» **TESTO**
▽

Nella letteratura italiana del Novecento giungono a maturazione le sperimentazioni letterarie della fine del secolo precedente e nascono contemporaneamente movimenti e singole personalità di reazione, influenzati dai rivolgimenti socio-culturali e dagli sconvolgimenti delle due guerre.

L’inizio del Novecento è dominato dalle “avanguardie“, movimenti culturali all’insegna della ricerca espressiva e teorica, a partire dall’eredità di Pascoli e D’Annunzio, che vengono recuperati o superati.

In particolare, il crepuscolarismo è la tendenza letteraria così definita in quanto emblematica del tramonto della tradizione poetica ottocentesca. I poeti crepuscolari non costituiscono una vera e propria scuola, ma sono accomunati dal rifiuto della retorica carducciana e del ricercato virtuosismo dannunziano, in direzione di una poetica più intimista, dedicata all’introspezione e alle piccole, banali cose quotidiane. Situazioni ricorrenti, un borghese mondo di provincia, vite monotone vengono rappresentati con toni malinconici e ironici insieme, come simboli di un malessere di vivere che nasce dalla crisi delle certezze filosofiche, etiche, politiche avvertita da questi poeti. Il rinnovamento dei temi in senso dimesso si accompagna a un nuovo stile poetico, colloquiale e prosastico.

△

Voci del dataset
▽

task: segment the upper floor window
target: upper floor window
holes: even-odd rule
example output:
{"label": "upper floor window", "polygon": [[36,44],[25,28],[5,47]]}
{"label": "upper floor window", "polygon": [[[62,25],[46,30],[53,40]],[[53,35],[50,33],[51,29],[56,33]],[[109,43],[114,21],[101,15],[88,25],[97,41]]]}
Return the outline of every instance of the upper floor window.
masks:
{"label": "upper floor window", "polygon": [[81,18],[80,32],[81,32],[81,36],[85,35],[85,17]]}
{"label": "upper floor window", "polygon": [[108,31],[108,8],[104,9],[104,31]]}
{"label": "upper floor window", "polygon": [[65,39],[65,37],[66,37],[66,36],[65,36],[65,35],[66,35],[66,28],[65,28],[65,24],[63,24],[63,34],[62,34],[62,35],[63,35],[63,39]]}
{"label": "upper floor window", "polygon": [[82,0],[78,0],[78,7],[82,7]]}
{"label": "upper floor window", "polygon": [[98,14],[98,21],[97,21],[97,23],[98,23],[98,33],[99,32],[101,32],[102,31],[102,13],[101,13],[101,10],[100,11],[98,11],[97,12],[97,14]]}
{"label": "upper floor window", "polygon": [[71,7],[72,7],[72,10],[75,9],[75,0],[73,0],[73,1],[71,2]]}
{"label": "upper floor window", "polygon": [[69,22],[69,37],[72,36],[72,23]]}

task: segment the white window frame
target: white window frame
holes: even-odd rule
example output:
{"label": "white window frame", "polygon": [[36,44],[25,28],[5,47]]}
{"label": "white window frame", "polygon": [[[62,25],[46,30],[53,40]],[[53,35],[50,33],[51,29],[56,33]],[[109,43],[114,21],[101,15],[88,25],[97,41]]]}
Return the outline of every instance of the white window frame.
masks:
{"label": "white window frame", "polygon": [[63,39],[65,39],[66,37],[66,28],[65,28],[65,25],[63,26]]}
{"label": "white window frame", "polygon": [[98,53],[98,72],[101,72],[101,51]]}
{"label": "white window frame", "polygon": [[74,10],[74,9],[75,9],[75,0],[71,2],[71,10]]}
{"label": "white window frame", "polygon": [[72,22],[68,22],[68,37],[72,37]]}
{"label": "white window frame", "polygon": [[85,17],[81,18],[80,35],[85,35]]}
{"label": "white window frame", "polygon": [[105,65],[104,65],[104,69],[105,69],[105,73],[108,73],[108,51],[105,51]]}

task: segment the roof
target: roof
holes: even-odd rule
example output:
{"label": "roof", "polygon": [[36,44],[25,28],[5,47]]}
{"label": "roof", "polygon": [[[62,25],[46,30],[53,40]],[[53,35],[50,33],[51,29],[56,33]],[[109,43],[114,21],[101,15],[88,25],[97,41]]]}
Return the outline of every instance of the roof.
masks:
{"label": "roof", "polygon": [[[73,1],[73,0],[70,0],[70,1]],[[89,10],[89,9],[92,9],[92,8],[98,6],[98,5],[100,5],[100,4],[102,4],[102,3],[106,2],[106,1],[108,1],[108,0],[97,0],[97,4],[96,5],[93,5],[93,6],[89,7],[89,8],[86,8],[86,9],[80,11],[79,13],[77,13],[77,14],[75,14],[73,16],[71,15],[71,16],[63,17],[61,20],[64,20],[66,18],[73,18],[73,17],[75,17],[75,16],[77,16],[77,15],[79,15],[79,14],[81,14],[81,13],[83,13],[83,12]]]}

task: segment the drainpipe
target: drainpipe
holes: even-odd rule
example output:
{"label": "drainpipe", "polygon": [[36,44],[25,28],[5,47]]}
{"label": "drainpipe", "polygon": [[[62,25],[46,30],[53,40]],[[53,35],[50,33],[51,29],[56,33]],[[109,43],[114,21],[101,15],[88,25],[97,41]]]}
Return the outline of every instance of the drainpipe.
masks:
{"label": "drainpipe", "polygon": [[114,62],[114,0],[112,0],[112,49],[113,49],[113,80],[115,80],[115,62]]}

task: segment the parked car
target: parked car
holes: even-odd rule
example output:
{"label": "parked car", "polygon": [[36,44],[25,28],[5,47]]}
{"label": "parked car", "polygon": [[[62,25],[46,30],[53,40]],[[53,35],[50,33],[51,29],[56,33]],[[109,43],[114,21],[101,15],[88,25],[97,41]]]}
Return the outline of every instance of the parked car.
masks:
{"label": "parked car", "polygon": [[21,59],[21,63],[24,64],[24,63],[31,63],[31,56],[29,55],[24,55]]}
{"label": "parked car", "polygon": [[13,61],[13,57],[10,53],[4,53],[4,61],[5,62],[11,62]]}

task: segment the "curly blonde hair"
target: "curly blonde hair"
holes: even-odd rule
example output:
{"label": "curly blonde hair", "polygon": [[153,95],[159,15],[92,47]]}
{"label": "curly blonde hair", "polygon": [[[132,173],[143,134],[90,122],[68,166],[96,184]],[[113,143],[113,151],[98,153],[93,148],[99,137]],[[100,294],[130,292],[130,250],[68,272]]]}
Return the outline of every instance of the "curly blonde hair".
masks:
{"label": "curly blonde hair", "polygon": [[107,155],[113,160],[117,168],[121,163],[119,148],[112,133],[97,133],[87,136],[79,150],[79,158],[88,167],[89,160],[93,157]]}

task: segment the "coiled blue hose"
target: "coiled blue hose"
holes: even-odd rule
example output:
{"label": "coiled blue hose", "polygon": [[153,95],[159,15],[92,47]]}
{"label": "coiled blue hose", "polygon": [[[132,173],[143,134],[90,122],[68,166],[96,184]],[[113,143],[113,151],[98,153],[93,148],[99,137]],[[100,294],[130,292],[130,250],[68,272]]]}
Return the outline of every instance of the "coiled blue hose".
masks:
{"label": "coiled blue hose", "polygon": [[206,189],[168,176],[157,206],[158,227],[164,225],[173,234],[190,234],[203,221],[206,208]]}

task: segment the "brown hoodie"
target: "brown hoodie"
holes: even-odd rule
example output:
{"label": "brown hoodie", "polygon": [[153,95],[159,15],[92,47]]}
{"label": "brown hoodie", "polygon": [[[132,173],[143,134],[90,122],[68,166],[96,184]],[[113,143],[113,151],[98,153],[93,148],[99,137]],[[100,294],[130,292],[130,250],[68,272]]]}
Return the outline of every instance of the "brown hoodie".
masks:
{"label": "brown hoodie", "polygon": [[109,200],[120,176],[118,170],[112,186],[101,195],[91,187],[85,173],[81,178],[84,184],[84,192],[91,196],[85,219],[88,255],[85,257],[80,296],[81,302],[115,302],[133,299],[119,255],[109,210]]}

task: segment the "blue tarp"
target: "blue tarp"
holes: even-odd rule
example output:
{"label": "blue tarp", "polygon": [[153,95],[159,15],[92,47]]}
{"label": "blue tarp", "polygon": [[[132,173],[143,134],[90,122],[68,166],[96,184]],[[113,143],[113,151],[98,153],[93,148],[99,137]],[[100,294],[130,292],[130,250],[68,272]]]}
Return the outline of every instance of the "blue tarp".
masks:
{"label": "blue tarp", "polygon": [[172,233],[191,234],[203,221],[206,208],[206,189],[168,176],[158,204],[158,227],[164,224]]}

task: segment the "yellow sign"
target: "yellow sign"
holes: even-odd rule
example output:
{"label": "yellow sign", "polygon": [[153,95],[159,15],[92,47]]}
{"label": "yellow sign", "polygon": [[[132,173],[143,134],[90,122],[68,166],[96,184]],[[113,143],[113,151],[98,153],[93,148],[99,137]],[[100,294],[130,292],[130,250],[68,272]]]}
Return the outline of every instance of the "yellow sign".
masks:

△

» **ESERCIZIO BREVE 1**
Ricopia dal testo il passo che comincia con "Nella letteratura italiana" e termina con "recuperati o superati.".
» **ESERCIZIO BREVE 2**
Quali tipi di certezze, secondo il testo, sono investiti dalla crisi avvertita dai poeti crepuscolari?
» **ESERCIZIO BREVE 3**
Perché, secondo il testo, il crepuscolarismo porta questo nome? Rispondi in una o due frasi.

» **SOLUZIONE COMPLETA 1**
Nella letteratura italiana del Novecento giungono a maturazione le sperimentazioni letterarie della fine del secolo precedente e nascono contemporaneamente movimenti e singole personalità di reazione, influenzati dai rivolgimenti socio-culturali e dagli sconvolgimenti delle due guerre.

L’inizio del Novecento è dominato dalle “avanguardie“, movimenti culturali all’insegna della ricerca espressiva e teorica, a partire dall’eredità di Pascoli e D’Annunzio, che vengono recuperati o superati.

» **SOLUZIONE COMPLETA 2**
Le certezze filosofiche, etiche e politiche.

» **SOLUZIONE COMPLETA 3**
Il crepuscolarismo è chiamato così perché è emblematico del tramonto della tradizione poetica ottocentesca.